RECORDS FOR THIS EXERCISE
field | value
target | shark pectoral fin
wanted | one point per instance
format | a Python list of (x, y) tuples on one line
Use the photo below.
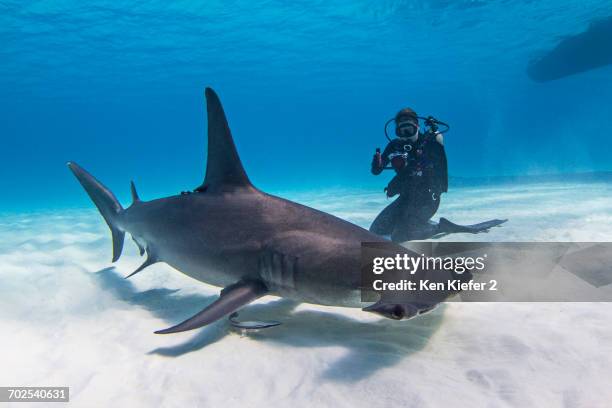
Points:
[(232, 298), (251, 324), (151, 259)]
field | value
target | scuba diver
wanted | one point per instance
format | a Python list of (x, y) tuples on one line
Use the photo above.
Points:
[(419, 161), (421, 176)]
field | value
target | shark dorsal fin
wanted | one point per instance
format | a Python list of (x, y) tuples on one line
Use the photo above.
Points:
[(224, 171)]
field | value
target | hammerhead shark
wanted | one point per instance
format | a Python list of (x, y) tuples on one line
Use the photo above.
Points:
[(231, 235)]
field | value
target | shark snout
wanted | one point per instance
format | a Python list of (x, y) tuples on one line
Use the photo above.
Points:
[(399, 311)]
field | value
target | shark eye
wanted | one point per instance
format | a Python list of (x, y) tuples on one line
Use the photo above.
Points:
[(397, 312)]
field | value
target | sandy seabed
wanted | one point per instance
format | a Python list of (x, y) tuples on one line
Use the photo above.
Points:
[(69, 318)]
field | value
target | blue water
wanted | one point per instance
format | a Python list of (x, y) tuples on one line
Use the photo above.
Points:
[(307, 86)]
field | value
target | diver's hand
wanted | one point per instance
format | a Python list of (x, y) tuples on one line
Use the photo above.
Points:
[(377, 162), (377, 159)]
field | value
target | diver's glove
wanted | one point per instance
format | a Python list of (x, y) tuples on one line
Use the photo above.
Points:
[(377, 162)]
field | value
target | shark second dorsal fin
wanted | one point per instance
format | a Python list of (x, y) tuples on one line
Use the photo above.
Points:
[(224, 171)]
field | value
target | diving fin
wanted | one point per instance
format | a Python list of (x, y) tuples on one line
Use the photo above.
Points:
[(447, 227), (231, 299)]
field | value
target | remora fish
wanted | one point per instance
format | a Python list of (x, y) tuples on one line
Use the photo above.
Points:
[(232, 235)]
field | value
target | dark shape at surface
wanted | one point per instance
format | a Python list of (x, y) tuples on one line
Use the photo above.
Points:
[(578, 53)]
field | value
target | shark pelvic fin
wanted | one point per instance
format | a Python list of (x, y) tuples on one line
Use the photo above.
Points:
[(224, 170), (135, 197), (151, 259), (232, 298)]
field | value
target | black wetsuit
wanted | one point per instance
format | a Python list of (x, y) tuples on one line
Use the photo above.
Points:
[(421, 176)]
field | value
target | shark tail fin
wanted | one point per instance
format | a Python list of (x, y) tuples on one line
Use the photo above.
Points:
[(106, 202)]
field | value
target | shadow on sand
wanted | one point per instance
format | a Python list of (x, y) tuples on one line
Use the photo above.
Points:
[(370, 345)]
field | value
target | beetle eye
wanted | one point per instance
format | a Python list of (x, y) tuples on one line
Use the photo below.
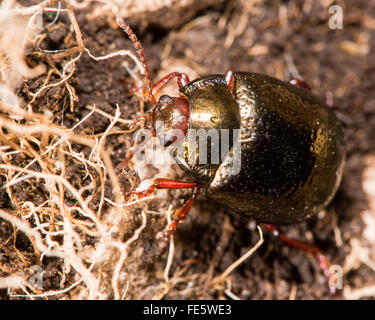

TASK DESCRIPTION
Pull every line containing the word "dorsal" out of the entries above.

THE ANSWER
target | shark dorsal fin
target | shark second dorsal fin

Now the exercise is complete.